======== ESTRATTO SCELTO

Edouard Gautier D’Arc (1799-1843)
Edouard Gautier D’Arc (1799-1843) compie un viaggio ad
Amalfi alla ricerca delle celeberrime Tavole
Amalfitane, tra i primi precorritori della
visita della Costa a fini culturali e di
approfondimento scientifico, in particolare
per quanto riguarda la storia e l’arte
medievale, epoca d’oro della città ducale;
il motivo era legato alla notizia che
qualche napoletano aveva riferito al grande
storico Pardessus che il manoscritto di
quelle famose leggi si trovavano presso la
famiglia Pansa di Amalfi. Del viaggio per
Amalfi (1825) pubblica un resoconto
scientifico Voyage de Naples a Amalfi par
Castellamare et Pompeia; extrait d’un Voyage
inédit en Italie pendant les années
1824-1827, nella “Revue Encyclopédique”
del 1827. Egli compie il viaggio con un
amico partendo dal porto di Napoli il 14
luglio sbarca a Castellammare dove
pernottano; all’alba ripartono, via terra,
passando per Pompei, Nocera e Cava e Marina
di Vietri da dove si imbarcano per approdare
ad Atrani e, poi raggiungere Amalfi, da
dove, secondo il percorso già sperimentato,
ritornano a Napoli. |
Le grida dei nostri marinai salutarono
Atrani. Questa piccola città che vista dal
mare presenta un colpo d’occhio molto bello
a causa della singolarità dei suoi campanili
variopinti e della sua posizione romantica
nel mezzo delle rocce e al di sopra di una
costa che sembra sostenerla da un lato della
riva, non merita che essere visitata
all’interno.

================
======== DATI FORNITI

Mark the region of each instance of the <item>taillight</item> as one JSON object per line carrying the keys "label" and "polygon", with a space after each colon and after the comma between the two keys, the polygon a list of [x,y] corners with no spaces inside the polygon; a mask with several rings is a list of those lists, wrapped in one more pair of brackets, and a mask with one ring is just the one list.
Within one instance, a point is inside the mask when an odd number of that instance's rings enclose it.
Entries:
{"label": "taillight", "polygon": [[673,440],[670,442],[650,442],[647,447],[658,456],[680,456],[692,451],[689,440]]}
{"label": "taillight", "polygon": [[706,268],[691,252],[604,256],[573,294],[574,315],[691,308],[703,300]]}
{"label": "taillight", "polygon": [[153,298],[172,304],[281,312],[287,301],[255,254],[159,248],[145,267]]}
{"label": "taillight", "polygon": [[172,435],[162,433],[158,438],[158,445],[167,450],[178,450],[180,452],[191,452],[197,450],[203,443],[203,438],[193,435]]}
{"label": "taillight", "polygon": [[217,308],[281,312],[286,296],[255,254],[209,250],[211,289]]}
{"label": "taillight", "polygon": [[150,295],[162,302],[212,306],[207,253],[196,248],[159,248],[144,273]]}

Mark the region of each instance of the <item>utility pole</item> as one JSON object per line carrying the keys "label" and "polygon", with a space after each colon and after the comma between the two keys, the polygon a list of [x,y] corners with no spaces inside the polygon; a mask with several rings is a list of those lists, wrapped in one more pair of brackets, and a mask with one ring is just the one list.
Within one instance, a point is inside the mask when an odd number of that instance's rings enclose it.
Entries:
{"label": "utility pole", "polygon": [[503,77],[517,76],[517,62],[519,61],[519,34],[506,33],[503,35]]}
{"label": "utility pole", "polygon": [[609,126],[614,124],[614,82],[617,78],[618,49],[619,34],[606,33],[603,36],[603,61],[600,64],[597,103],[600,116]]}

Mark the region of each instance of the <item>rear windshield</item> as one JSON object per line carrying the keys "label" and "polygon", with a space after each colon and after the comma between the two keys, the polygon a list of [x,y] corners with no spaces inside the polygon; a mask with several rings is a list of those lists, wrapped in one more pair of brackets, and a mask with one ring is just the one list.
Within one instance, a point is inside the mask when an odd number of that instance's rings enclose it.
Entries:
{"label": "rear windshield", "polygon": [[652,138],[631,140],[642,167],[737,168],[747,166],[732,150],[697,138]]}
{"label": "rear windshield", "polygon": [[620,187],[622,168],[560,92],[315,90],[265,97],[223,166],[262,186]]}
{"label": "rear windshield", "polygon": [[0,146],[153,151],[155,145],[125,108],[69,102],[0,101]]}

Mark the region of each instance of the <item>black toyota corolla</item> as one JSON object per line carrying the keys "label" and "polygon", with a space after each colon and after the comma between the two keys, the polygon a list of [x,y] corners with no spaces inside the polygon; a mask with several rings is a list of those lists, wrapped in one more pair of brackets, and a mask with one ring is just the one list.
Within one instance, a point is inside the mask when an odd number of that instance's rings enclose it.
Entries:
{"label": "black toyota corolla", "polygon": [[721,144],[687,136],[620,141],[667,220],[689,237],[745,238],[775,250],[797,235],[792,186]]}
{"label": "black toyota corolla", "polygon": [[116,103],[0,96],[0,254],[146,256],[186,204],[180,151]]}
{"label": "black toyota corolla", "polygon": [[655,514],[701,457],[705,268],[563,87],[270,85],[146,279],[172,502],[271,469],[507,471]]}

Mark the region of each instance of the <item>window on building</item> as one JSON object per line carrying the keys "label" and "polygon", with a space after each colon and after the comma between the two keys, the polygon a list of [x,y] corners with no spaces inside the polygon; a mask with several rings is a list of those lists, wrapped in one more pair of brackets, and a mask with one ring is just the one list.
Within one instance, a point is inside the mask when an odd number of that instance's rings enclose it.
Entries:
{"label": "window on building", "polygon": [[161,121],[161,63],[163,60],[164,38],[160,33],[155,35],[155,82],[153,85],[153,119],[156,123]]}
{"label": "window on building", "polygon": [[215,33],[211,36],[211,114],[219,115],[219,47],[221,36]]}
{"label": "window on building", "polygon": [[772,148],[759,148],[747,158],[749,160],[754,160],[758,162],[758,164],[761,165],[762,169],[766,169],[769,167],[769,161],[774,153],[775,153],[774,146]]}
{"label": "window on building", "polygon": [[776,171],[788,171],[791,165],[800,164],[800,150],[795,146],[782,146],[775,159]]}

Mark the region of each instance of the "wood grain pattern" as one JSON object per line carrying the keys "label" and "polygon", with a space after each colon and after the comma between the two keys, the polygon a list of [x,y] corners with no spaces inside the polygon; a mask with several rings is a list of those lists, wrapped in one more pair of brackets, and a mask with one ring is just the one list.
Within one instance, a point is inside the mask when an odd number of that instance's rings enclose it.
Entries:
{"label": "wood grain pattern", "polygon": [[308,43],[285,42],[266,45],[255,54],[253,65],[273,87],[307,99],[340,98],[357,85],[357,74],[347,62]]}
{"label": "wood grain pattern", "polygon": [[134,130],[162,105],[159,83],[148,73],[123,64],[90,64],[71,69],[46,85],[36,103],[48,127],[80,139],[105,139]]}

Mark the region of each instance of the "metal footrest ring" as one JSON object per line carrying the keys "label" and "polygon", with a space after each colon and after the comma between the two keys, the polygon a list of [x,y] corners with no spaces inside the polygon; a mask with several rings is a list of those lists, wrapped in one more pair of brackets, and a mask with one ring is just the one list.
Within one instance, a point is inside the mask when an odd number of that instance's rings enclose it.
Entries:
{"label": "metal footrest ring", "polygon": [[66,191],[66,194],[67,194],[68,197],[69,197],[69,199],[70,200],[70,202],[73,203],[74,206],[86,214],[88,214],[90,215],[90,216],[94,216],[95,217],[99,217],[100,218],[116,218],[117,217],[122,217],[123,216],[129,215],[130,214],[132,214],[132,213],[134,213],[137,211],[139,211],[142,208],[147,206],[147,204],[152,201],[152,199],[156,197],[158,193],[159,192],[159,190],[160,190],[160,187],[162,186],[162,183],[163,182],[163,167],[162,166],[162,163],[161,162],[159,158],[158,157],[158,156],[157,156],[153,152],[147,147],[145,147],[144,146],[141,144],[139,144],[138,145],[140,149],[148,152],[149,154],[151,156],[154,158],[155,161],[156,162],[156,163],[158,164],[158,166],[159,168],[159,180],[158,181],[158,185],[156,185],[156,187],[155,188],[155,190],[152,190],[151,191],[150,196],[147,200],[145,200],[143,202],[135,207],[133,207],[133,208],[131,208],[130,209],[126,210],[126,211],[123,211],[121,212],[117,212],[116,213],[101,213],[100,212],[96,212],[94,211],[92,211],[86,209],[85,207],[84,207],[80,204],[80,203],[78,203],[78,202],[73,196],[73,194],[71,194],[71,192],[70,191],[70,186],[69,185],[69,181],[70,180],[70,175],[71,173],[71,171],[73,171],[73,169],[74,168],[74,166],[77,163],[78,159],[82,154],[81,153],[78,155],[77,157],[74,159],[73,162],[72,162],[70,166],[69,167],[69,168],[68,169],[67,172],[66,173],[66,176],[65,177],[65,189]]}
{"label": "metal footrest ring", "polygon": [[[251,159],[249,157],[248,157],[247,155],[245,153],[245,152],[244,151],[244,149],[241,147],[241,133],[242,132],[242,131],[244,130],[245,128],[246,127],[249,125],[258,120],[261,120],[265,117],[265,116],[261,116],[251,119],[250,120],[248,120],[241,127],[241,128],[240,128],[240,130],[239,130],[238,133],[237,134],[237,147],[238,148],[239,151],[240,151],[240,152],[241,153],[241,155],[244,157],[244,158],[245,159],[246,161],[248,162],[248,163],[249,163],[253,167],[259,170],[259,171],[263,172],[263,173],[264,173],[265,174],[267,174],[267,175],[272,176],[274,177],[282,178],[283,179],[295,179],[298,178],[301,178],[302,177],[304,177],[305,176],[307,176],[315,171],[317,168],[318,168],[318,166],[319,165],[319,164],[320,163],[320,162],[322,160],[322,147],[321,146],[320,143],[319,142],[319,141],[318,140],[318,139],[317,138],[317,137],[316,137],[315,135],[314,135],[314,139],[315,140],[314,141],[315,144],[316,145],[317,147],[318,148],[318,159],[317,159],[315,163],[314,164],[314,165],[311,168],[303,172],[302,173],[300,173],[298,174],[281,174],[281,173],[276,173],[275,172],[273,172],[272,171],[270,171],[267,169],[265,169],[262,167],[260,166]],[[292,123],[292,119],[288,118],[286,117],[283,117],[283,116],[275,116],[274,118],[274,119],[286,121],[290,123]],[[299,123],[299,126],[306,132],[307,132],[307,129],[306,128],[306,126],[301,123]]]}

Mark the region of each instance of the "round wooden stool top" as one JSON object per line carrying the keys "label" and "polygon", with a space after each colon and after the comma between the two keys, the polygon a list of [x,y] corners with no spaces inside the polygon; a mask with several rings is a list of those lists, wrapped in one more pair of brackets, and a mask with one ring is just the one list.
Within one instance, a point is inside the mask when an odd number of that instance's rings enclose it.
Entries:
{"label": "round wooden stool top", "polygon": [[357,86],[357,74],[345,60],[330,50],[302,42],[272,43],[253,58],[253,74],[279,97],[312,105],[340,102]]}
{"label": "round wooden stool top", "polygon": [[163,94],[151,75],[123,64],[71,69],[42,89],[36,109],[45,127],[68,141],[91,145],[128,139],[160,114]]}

================

§ RICHIESTA 1
Nell'estratto sul viaggio ad Amalfi, presso quale famiglia si diceva che si trovasse il manoscritto delle Tavole Amalfitane?
§ RICHIESTA 2
Dall'estratto sul viaggio ad Amalfi, elenca in ordine i luoghi toccati dopo la partenza dal porto di Napoli, fino all'arrivo ad Amalfi.
§ RICHIESTA 3
Prosegui l'estratto sul viaggio ad Amalfi, partendo subito dopo l'ultima frase, quella che termina con «visitata all'interno».

§ RISPOSTA 1
Presso la famiglia Pansa di Amalfi.

§ RISPOSTA 2
Castellammare, Pompei, Nocera, Cava, Marina di Vietri, Atrani, Amalfi.

§ RISPOSTA 3
Il desiderio di visitare una fabbrica di questi maccaroni,
così famosi per la gastronomia, mi aveva
costretto ad attraccare, e fui sorpreso
dall’eccessiva irregolarità delle strade,
quanto che dalla brutta costruzione delle
case. Ci introducemmo in una di quelle
fabbriche che tanto desideravamo visitare,
ammirammo con tanto piacere e sorpresa
l’eccessiva pulizia che presidiava la
confezione di queste diverse paste, fatte
solamente di farina di farro pressata, alla
quale si dava una forma qualunque, della
taglia di una vite di pressione che la
faceva passare per uno stampo di latta.
Avendo visto qualche giorno prima, a Torre
dell’Annunziata, delle donne imprimere delle
forme alle paste che lavoravano con le loro
dita, e il metodo degli abitanti di Atrani
ci sembrò più adatto e spedito del sistema
di fabbricazione adottato dalle famiglie
della Torre.
Ci rimbarcammo, dopo questa piccola
escursione, e qualche colpo di remo ci aveva
trasportati sulle illustri spiagge di
Amalfi. Dove sono i mille bastimenti che
portavano poc’anzi ai bordi del mondo la
bandiera della repubblica trionfante?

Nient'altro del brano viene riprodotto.